Dataset records ->
------------------------------------------------

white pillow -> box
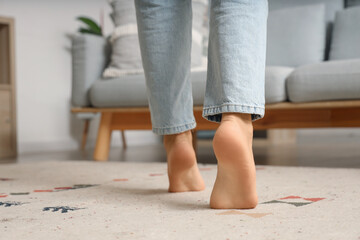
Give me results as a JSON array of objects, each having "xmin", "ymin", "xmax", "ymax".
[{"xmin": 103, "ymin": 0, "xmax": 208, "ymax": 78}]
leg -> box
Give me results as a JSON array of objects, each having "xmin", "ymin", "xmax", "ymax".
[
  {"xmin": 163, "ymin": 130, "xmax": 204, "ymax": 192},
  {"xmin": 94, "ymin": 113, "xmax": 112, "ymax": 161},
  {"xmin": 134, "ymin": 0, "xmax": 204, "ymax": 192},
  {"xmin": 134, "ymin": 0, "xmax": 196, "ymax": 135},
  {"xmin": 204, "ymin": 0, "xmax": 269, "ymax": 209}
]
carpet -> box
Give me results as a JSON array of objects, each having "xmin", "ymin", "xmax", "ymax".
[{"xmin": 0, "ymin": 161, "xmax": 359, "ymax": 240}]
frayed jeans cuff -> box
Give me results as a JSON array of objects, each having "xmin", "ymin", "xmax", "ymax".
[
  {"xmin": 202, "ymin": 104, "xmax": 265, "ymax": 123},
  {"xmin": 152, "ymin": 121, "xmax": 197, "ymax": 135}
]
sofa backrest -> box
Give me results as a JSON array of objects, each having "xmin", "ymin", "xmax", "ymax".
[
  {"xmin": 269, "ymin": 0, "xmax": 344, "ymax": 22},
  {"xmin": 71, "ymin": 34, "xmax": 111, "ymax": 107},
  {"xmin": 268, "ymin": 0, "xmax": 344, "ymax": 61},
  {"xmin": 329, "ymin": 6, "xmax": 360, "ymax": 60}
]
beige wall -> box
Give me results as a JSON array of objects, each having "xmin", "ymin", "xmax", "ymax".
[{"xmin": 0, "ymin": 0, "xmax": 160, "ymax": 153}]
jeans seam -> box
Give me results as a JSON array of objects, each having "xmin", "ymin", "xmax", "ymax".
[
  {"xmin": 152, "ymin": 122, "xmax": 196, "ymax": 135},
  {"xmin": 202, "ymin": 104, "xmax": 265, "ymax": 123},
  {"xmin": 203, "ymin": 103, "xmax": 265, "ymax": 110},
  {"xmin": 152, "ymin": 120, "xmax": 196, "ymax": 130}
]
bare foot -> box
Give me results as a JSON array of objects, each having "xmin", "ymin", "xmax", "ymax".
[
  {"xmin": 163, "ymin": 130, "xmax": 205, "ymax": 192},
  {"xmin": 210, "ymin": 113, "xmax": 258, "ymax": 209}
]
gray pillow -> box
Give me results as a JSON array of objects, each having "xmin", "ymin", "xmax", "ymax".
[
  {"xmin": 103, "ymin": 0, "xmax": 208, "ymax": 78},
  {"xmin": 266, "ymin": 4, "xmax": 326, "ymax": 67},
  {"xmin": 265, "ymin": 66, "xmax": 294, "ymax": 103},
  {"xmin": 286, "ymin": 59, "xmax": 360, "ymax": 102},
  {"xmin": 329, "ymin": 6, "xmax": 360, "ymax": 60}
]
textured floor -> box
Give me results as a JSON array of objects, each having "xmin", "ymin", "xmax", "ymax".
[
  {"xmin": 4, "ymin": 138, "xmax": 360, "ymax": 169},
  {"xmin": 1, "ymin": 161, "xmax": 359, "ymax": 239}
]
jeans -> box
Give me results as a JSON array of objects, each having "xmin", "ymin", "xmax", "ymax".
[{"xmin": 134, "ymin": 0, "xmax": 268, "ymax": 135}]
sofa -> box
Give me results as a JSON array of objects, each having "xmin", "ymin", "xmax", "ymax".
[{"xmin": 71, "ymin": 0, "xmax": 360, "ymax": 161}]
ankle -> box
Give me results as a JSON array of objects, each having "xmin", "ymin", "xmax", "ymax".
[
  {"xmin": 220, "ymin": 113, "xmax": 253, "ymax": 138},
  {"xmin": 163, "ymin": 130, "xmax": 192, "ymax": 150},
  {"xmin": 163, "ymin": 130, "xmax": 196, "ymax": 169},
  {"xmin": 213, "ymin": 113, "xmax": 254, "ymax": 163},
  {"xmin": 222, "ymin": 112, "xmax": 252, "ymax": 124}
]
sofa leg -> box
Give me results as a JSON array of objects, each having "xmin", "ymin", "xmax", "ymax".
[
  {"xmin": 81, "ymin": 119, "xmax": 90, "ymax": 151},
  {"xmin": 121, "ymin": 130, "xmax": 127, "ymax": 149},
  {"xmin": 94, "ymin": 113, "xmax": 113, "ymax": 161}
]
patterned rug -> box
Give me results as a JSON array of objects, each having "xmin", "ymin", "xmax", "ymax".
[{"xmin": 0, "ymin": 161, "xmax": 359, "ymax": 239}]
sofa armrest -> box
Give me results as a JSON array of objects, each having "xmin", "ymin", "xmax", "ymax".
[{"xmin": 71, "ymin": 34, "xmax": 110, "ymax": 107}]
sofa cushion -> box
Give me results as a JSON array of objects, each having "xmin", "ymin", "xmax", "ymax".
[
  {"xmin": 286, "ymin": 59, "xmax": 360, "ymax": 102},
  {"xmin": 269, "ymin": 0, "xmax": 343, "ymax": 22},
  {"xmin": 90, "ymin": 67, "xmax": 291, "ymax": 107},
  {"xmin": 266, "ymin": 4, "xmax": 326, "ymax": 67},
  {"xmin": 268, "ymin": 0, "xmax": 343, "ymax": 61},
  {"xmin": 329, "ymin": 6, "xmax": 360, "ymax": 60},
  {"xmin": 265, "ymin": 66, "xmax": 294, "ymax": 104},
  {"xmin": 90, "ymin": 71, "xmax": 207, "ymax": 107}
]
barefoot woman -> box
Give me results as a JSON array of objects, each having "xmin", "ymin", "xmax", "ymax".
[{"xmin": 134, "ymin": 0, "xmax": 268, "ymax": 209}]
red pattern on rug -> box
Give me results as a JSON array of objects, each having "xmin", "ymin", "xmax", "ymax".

------------------------------------------------

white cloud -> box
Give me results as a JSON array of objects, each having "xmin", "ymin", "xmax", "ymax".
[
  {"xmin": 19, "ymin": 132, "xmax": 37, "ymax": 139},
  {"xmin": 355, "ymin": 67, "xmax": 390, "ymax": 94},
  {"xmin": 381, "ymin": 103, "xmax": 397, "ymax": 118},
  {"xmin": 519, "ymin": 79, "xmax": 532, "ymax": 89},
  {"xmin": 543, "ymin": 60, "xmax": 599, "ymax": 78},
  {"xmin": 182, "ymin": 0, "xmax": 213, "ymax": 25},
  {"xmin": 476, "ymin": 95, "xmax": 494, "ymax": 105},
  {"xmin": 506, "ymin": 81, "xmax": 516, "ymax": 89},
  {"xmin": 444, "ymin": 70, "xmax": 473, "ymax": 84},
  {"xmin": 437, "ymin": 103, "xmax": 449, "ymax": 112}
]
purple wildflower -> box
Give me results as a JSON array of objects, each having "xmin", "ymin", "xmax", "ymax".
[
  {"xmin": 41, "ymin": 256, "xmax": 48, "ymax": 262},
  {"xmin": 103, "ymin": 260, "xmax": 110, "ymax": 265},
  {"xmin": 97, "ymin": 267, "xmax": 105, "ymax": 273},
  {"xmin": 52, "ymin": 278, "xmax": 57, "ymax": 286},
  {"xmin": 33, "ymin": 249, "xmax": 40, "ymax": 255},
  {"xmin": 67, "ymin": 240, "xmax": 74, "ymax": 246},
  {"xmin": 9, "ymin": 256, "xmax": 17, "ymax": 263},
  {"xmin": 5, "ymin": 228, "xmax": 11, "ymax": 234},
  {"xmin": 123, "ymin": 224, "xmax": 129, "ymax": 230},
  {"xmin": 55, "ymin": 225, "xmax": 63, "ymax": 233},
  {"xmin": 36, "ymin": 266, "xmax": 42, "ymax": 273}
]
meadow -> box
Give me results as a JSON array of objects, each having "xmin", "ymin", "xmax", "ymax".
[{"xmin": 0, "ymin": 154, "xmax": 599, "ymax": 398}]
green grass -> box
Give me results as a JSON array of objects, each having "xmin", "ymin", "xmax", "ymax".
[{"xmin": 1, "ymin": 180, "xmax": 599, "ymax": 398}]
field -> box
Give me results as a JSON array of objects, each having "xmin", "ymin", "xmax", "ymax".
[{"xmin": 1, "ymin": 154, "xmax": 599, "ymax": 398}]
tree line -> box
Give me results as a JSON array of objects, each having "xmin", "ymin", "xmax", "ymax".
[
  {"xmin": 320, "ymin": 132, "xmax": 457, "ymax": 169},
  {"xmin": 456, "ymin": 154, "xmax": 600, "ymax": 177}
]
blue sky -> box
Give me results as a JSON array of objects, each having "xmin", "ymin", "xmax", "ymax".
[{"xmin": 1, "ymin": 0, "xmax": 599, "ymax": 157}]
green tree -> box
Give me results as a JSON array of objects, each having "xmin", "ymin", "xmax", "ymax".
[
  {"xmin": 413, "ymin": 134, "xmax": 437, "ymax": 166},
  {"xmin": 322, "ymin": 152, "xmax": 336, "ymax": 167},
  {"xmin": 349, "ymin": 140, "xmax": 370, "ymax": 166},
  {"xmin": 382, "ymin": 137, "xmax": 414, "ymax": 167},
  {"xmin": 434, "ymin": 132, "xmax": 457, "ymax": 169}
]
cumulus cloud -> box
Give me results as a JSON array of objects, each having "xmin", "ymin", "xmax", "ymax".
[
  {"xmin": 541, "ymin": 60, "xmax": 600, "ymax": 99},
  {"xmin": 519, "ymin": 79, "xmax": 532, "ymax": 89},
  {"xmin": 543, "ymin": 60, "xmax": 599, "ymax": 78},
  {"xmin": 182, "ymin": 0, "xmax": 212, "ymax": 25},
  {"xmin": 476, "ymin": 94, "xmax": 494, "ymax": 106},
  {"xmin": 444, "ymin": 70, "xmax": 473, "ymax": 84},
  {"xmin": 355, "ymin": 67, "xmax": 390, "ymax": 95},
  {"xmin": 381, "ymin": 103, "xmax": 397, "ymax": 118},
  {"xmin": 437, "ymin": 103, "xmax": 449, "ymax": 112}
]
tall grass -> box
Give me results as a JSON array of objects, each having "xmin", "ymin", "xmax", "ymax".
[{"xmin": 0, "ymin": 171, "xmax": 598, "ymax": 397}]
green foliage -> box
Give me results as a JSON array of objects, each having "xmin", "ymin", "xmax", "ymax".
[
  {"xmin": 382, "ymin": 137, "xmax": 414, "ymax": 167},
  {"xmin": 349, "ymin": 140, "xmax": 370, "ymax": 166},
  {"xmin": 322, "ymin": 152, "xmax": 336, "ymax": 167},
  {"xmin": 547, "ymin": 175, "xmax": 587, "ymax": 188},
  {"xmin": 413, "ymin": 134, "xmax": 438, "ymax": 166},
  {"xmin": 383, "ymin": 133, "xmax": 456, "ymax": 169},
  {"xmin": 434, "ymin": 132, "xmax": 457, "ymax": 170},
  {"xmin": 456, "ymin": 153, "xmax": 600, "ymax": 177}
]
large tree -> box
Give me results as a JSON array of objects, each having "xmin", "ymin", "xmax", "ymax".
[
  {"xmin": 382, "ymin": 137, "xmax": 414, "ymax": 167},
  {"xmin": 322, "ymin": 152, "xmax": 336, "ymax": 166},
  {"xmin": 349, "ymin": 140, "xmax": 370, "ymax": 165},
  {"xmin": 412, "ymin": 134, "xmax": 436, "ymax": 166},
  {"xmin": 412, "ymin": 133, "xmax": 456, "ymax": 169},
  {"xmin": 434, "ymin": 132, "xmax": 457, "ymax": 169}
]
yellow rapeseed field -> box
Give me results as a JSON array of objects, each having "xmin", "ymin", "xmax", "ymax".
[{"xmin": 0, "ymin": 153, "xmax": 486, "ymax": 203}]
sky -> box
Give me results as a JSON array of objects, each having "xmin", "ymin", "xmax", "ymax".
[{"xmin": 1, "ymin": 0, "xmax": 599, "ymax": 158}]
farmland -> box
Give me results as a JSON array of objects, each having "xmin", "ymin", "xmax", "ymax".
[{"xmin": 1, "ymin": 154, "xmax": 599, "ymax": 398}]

------------------------------------------------

Your objective -> Return, from the data above, each line in which the string "green" appears.

Output for this exercise ->
green grass -> box
green tree -> box
green foliage -> box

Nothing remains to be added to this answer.